• _Exercise description_:
Counting only lines that contain "walking", how many are there in the records below? Give the figure alone.

• _Provided records_:
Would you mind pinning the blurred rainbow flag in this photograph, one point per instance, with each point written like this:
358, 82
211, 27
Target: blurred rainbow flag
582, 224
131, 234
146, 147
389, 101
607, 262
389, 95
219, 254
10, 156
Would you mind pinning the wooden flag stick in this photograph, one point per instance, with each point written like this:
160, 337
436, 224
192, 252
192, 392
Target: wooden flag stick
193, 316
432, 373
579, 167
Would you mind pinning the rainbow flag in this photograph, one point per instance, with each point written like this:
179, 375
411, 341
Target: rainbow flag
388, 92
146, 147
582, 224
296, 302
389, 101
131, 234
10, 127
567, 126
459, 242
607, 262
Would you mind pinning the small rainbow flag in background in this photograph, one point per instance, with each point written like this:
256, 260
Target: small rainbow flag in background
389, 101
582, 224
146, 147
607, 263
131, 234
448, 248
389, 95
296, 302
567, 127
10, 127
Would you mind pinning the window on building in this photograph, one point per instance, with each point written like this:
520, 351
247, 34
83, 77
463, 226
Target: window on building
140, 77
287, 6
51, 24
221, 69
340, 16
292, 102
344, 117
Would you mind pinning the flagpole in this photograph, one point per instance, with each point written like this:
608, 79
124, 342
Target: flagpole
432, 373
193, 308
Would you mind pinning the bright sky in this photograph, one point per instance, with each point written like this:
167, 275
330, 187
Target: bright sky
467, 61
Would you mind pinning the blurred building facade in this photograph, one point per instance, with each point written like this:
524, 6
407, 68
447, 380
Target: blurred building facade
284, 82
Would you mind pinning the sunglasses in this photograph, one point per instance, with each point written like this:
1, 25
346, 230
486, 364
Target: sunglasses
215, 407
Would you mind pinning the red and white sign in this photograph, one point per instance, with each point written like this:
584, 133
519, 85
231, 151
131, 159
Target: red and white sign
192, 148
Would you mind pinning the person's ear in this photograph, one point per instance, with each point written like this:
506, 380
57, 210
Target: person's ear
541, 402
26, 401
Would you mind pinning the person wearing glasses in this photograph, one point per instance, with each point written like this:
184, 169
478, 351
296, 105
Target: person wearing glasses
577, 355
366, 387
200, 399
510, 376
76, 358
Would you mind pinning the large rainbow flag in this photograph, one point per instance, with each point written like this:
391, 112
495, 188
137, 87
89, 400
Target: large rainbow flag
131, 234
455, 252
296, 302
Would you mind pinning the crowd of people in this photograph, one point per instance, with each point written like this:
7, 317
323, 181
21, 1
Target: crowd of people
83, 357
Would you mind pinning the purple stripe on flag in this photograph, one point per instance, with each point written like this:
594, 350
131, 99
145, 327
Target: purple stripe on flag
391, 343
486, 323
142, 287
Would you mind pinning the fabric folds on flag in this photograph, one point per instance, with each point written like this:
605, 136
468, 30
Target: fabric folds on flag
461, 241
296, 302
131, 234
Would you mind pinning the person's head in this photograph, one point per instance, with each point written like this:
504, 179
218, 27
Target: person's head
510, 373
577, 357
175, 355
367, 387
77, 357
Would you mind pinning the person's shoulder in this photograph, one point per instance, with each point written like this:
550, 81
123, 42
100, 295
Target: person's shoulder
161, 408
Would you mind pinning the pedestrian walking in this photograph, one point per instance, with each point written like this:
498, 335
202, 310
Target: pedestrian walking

• _Written response_:
2